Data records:
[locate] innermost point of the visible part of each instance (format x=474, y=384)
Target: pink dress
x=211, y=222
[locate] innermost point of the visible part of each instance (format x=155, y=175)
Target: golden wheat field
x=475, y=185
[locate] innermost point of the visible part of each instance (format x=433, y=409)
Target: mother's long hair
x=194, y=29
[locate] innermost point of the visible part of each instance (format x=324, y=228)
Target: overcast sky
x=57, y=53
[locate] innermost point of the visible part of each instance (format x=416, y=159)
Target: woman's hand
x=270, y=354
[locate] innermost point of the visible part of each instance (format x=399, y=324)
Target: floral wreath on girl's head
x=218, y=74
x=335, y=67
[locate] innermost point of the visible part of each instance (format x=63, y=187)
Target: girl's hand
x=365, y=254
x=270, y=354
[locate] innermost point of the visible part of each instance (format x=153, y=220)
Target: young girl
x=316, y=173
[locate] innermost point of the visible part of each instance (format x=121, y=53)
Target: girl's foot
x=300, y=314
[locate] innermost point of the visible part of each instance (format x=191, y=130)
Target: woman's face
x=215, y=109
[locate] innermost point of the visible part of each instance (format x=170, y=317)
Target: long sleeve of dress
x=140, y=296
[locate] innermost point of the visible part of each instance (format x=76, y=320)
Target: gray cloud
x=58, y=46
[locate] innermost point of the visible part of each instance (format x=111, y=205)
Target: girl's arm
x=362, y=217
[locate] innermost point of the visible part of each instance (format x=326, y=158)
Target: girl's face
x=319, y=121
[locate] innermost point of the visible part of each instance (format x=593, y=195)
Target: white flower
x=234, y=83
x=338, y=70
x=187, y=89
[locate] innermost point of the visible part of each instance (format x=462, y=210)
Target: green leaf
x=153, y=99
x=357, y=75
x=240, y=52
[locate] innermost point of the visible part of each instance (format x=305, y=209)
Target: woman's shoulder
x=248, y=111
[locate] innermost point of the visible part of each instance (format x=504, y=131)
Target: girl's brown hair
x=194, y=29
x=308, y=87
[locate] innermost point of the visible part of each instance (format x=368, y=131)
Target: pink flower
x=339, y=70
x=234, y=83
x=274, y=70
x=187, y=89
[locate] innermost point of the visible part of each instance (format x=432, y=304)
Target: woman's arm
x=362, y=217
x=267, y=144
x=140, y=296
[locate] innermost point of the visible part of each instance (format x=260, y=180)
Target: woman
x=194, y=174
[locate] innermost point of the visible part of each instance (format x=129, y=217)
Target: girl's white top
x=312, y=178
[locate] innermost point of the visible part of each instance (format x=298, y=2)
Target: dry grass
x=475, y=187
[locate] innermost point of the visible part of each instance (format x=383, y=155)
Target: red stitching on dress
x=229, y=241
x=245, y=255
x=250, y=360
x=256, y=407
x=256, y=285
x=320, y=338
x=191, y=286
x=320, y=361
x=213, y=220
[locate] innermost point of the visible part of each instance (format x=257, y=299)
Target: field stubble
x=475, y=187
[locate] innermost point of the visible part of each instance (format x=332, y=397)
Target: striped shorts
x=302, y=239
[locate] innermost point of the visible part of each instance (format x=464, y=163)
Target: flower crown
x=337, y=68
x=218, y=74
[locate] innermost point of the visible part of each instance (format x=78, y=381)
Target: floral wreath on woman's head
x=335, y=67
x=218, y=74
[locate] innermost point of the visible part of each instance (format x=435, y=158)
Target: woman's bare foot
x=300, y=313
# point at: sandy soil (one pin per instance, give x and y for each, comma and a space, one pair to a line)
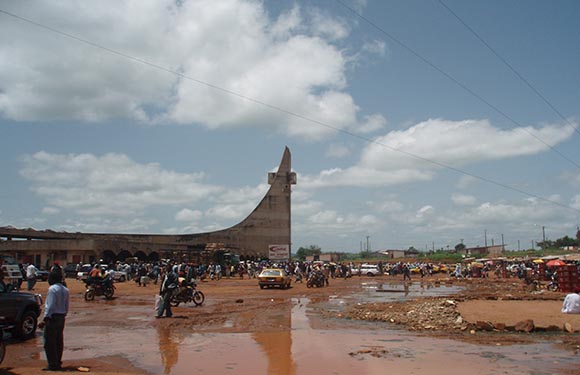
234, 305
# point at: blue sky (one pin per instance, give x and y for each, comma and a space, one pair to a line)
386, 144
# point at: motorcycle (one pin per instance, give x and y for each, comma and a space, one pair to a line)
2, 343
553, 285
315, 279
99, 288
187, 293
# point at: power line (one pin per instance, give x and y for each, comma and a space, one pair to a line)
286, 111
510, 66
454, 80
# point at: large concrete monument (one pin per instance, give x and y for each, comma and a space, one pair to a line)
263, 233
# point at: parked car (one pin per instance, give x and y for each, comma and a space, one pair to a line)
19, 310
42, 275
274, 277
369, 269
70, 270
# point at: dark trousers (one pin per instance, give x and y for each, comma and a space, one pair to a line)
54, 340
166, 305
31, 283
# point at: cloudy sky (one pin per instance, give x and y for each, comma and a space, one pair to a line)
411, 123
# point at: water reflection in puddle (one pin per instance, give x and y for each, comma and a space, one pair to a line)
296, 348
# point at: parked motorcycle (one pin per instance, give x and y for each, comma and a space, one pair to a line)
187, 293
315, 279
553, 285
99, 288
2, 343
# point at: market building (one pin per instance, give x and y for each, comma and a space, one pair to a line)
266, 229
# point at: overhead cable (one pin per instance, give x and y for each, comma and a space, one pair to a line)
456, 81
285, 111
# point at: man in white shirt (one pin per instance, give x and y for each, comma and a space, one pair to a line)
572, 302
31, 276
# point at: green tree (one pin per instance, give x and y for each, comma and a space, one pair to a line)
303, 252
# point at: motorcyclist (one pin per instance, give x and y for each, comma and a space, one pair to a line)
95, 276
168, 286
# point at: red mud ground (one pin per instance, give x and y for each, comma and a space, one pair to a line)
234, 305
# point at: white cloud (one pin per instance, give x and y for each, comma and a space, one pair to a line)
463, 200
109, 185
188, 215
363, 177
388, 206
465, 181
457, 143
292, 62
372, 123
576, 202
50, 211
436, 143
425, 211
331, 221
337, 151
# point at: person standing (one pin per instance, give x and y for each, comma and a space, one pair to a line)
31, 276
57, 268
55, 310
571, 303
166, 290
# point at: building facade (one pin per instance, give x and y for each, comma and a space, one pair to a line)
267, 224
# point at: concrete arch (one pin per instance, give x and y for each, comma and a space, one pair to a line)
124, 254
109, 256
141, 256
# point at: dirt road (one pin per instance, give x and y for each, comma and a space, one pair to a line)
239, 320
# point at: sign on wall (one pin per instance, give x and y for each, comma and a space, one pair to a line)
279, 252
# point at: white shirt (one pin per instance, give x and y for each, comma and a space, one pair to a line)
30, 271
571, 304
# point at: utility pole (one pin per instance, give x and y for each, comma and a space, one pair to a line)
485, 236
544, 235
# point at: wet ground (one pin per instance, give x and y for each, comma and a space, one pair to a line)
244, 330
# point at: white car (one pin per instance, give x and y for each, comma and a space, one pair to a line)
369, 270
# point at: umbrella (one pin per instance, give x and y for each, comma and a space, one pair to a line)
555, 263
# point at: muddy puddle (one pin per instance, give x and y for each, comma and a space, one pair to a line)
298, 348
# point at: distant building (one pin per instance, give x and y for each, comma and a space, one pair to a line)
491, 251
268, 224
326, 257
394, 254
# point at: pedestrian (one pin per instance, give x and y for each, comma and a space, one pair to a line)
406, 272
31, 276
571, 303
168, 287
57, 268
55, 310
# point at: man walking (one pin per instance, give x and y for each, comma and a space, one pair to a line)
166, 290
55, 310
31, 276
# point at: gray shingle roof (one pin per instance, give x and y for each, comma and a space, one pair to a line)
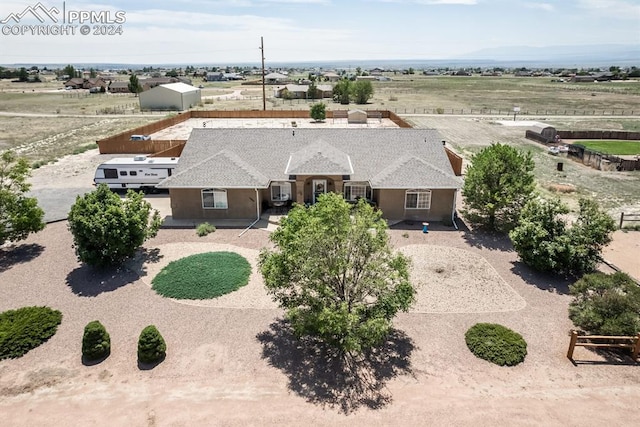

**WHAT TO DO:**
Determine how many lines of the listing contain the string "gray", and give only that number.

**REPLY:**
2